Show every line of the material below that contains the word "television". Case counts, so only lines where the capitalization matches exactly qualify.

>> Start

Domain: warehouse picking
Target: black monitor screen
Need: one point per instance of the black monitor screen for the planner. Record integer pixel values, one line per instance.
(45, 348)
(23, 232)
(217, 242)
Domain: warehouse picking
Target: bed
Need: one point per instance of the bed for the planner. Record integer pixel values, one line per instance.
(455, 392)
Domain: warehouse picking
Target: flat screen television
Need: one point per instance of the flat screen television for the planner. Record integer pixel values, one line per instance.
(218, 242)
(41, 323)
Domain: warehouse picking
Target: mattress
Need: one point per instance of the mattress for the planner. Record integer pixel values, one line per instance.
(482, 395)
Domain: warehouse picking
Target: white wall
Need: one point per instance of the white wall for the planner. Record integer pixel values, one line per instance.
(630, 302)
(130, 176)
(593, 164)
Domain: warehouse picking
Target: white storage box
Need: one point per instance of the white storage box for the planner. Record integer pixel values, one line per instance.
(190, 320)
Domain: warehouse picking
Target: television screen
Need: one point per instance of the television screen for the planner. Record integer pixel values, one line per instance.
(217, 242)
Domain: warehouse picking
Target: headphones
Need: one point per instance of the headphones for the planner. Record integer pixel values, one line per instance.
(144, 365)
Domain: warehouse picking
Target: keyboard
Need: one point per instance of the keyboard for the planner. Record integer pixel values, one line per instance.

>> End

● **Exercise result**
Target: flat screen television
Need: one point per instance of the flat screen television for the planner. Record integer pixel values, one line per instance.
Target: television screen
Need: one point per instance of the television screen for the planner. Record integer pixel values, one line per instance.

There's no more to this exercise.